[Data taken from a collection]
* START *

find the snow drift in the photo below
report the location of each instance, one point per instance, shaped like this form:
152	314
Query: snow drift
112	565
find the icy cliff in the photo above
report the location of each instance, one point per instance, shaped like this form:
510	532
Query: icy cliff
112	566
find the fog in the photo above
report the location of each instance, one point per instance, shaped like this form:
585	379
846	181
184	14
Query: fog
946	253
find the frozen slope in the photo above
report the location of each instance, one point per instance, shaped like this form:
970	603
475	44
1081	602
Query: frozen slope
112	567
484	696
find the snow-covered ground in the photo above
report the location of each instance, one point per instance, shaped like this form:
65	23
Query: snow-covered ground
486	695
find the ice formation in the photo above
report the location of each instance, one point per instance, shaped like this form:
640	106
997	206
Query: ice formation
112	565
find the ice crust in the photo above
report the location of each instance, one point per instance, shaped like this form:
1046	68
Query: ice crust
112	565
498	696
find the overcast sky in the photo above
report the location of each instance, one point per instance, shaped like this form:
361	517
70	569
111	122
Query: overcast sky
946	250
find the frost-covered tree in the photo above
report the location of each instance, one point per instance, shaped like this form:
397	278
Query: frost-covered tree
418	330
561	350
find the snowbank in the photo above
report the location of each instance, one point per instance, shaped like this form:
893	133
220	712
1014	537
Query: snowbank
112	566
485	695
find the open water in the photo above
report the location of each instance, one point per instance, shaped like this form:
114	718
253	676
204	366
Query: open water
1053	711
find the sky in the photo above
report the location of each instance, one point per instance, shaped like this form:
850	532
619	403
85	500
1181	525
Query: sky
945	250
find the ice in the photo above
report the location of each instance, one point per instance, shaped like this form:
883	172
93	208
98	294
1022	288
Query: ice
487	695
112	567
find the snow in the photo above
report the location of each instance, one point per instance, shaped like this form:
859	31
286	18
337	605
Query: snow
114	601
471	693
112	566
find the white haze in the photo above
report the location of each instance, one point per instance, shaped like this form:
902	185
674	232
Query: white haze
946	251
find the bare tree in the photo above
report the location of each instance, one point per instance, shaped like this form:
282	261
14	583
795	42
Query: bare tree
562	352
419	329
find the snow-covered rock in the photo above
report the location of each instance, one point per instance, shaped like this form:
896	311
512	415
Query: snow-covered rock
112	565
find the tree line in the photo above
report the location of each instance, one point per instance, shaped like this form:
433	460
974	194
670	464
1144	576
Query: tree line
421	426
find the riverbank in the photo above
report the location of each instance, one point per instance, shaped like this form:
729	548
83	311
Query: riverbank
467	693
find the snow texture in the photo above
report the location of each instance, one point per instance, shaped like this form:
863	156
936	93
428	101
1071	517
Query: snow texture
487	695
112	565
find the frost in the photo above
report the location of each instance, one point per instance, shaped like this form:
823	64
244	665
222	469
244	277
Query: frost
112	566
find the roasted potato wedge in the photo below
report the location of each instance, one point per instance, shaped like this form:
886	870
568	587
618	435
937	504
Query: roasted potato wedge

* END *

Write out all of the data again, replacing "one point per instance" with "one point for each instance" and leaving everything else unchanged.

find the snow drift in the photo below
report the location of each instance, one point for each instance, shaped like this form:
152	314
Query: snow drift
112	565
find the icy cliff in the photo above
report the location of each instance, one point for each instance, shaped like this form:
510	532
Query: icy cliff
112	566
find the fog in the photo above
report the location of each instance, one point for each instance, shaped like this form:
585	379
846	181
184	14
Query: fog
946	253
find the frozen slope in the photo above
report the location of each instance, one point for each instance, shaped like this form:
970	603
475	44
1081	602
Query: frozen slope
112	567
484	696
find the snow-covered ground in the photo above
report the location of each instance, one point for each instance, shaped like this form:
65	23
Query: snow-covered ground
486	695
find the ice formation in the photo above
report the location of each instance, one point for each instance, shaped like this form:
640	106
997	206
Query: ice formation
112	565
find the ice crust in the photo above
report the location of each instance, one point for each instance, shaped like this form:
1046	68
Query: ice crust
112	565
498	696
find the overcast sky in the photo above
report the location of each instance, one point for each instance, shaped like this form:
361	517
70	569
111	122
Query: overcast sky
946	250
find the frost-covered tree in the photo above
report the location of each instance, one point for each instance, shaped like this form:
397	278
Query: frost-covered tree
418	330
561	350
find the snowbank in the photo above
report the location of each instance, one point for each instance, shaped like this form:
893	133
220	712
1014	537
Query: snowbank
112	566
485	695
find the open water in the photo above
report the location of each instance, one point for each instance, shaped like this form:
114	718
253	676
204	366
Query: open water
1053	711
find the sky in the photo above
report the location of each instance, one point for each instance, shaped like this form:
850	532
619	403
85	500
1181	525
Query: sky
945	250
find the ice in the photo above
report the location of each instance, one point for each instance, shaped like this form:
883	172
93	208
98	294
1022	288
Query: ice
487	695
112	567
find the snow in the photo above
report the location of each instance, one point for each instance, shaped like this form:
859	31
286	18
337	605
Query: snow
114	601
471	693
112	566
find the white haze in the photo above
report the location of each instance, one point for each instance, shaped like this form:
902	185
674	232
Query: white haze
946	251
find the bare tree in the photo above
report the location of each instance, one point for each instance, shaped like this form:
282	261
14	583
795	42
Query: bare tree
562	352
419	329
find the snow-covered rock in the photo above
report the location of each instance, one point for each instance, shaped like this form:
896	311
512	415
Query: snow-covered rock
112	565
find the tree line in the photo above
report the location of each instance, one point for each instance, shaped like this form:
433	460
974	194
670	464
1144	576
Query: tree line
421	426
find the riverbank in the photo above
report the location of each instance, one point for each instance, shaped like this form:
729	548
83	311
Query: riverbank
467	693
find the snow texture in the photo above
report the location of each instance, one point for each instance, shaped like this form:
863	156
936	93
428	101
1071	517
Query: snow texture
487	695
112	565
find the frost in the photo above
report the location of each instance, one point for each instance, shaped like this form:
823	64
244	665
222	469
244	277
Query: frost
112	566
find the roasted potato wedge in the photo below
report the location of each instance, one point for each instance, shaped like this form:
886	870
568	587
618	435
937	504
Query: roasted potato wedge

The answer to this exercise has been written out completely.